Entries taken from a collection
§

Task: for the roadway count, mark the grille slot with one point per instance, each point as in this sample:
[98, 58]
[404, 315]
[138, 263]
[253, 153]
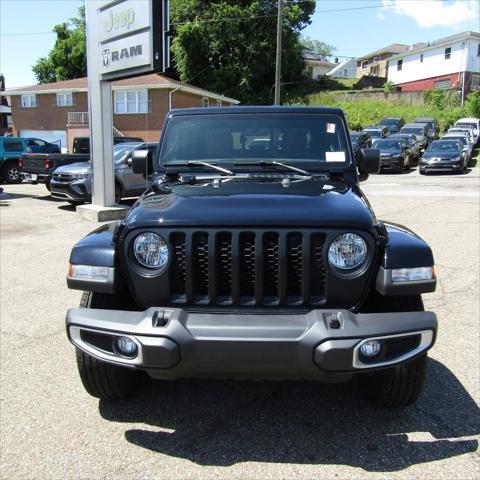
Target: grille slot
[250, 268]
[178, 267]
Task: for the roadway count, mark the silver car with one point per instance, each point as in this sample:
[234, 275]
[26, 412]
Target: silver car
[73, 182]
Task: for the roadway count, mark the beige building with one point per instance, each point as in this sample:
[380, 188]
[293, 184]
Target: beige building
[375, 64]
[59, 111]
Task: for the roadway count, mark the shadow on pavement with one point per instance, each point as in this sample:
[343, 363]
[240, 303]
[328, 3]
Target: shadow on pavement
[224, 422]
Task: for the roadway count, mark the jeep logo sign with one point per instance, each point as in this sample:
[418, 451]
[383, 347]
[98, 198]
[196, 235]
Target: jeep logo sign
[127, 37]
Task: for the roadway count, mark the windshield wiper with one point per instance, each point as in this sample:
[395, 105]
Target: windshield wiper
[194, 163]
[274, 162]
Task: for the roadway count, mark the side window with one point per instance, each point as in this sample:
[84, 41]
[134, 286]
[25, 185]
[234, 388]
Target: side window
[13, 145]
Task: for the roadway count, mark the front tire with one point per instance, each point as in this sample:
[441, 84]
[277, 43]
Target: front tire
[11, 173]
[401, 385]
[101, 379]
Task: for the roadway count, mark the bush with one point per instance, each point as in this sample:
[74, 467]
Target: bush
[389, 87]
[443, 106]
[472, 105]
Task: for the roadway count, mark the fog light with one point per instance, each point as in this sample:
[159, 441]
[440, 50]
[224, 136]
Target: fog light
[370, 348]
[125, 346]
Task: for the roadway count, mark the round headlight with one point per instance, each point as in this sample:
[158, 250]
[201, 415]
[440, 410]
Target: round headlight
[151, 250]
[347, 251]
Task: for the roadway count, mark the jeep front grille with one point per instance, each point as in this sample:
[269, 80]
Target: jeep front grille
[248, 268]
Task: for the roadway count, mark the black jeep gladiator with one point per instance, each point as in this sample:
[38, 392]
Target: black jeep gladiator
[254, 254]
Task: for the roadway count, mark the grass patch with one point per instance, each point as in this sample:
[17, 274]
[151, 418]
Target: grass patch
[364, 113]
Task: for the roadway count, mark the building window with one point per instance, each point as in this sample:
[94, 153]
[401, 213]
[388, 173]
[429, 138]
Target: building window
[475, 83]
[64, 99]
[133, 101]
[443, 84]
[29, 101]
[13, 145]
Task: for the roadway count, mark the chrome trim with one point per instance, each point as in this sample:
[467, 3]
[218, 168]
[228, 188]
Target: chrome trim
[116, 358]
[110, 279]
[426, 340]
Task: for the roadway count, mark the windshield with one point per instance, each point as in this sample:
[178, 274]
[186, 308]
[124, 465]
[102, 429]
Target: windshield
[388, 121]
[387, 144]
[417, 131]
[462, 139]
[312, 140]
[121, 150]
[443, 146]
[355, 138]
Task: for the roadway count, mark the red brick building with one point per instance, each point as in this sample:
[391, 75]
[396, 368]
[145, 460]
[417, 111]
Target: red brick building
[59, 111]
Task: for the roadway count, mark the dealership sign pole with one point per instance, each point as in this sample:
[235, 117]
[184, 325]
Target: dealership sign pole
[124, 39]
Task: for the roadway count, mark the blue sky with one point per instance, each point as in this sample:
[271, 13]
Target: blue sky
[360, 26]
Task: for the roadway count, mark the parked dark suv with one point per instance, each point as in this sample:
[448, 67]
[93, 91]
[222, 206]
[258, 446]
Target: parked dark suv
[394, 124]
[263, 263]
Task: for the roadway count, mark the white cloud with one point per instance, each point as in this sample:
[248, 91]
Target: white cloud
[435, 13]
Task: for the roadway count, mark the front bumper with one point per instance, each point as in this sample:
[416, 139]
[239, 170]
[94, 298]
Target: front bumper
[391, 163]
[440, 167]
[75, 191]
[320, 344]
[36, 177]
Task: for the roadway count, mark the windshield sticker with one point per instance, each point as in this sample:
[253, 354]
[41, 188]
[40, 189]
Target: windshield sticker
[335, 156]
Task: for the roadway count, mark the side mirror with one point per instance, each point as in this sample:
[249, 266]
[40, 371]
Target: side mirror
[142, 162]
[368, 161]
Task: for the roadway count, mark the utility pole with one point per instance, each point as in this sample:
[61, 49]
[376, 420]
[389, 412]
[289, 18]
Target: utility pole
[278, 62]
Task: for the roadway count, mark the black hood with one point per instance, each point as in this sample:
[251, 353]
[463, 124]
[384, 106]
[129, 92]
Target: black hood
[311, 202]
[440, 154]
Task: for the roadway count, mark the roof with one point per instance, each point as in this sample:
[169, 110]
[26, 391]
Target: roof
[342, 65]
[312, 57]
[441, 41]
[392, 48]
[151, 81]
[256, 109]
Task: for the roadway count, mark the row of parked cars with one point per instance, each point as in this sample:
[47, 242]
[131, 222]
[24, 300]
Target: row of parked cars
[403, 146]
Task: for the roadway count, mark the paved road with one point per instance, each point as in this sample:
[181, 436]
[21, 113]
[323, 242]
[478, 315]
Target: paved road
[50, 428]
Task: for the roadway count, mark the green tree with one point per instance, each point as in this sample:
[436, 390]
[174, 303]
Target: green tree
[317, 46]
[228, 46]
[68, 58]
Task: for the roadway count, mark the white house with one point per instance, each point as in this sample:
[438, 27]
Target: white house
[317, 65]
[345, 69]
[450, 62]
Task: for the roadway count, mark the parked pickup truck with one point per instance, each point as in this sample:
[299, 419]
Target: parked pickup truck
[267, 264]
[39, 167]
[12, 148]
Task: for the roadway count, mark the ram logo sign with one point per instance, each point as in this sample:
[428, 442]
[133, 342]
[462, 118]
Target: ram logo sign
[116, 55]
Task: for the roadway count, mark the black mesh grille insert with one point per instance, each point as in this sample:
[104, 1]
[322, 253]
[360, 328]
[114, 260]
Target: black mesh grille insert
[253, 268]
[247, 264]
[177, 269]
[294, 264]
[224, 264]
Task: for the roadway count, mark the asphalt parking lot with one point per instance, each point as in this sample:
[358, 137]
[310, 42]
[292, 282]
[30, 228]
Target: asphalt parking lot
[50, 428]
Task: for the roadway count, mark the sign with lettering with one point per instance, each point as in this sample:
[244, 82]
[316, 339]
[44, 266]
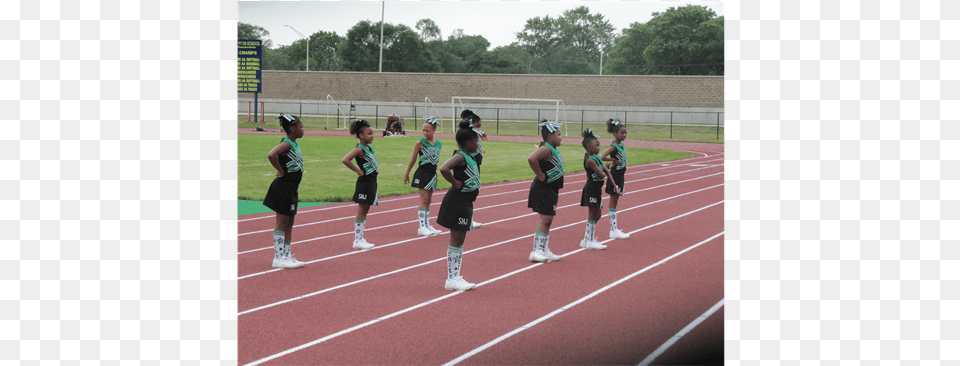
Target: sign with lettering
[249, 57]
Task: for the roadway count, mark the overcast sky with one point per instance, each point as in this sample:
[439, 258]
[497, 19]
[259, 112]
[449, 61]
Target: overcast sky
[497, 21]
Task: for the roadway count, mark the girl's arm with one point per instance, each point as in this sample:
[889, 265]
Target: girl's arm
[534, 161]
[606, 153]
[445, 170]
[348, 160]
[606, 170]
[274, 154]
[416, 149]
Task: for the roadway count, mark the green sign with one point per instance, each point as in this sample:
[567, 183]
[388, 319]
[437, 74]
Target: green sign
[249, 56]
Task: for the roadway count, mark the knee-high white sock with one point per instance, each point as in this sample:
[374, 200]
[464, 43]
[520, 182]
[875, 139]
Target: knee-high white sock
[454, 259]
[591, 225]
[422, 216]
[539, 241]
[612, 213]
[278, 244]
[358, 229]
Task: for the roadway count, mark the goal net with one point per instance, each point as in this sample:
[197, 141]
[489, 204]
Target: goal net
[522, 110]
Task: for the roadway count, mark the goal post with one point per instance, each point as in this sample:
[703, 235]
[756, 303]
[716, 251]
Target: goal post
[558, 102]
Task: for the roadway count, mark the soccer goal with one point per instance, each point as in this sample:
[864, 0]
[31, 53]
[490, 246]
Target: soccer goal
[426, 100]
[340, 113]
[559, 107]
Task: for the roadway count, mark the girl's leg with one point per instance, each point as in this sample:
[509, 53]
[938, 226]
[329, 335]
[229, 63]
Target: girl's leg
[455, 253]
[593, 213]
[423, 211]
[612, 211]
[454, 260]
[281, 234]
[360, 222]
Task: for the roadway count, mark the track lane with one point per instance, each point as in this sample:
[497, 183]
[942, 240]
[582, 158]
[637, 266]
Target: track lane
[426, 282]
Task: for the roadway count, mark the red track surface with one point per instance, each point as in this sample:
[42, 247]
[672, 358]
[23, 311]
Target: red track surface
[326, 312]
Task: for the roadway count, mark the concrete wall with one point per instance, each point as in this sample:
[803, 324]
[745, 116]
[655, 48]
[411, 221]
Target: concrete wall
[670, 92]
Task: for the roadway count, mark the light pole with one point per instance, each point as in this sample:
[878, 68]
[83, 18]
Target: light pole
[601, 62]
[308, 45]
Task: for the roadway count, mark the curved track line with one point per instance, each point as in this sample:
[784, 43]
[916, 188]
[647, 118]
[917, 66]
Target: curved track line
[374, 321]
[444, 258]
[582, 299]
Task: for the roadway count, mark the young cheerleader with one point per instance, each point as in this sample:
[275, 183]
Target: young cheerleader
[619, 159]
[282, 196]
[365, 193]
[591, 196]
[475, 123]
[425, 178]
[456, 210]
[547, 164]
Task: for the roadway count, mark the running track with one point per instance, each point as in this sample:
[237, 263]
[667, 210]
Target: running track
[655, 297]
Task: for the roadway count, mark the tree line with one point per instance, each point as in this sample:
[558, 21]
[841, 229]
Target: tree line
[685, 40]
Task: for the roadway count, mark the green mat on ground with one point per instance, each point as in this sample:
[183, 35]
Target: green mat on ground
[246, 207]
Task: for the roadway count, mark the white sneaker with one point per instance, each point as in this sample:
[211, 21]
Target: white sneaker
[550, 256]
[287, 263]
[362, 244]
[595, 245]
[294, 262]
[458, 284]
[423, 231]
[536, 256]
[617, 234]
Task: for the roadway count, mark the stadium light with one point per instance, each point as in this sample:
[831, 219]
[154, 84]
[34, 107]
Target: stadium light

§

(TO DO): Check every line of the data, and copy the ones that contain "stadium".

(OUTPUT FOR THIS TASK):
Task: for the roadway count, mark the stadium light with one point per instance, each point as in this sample:
Target: stadium light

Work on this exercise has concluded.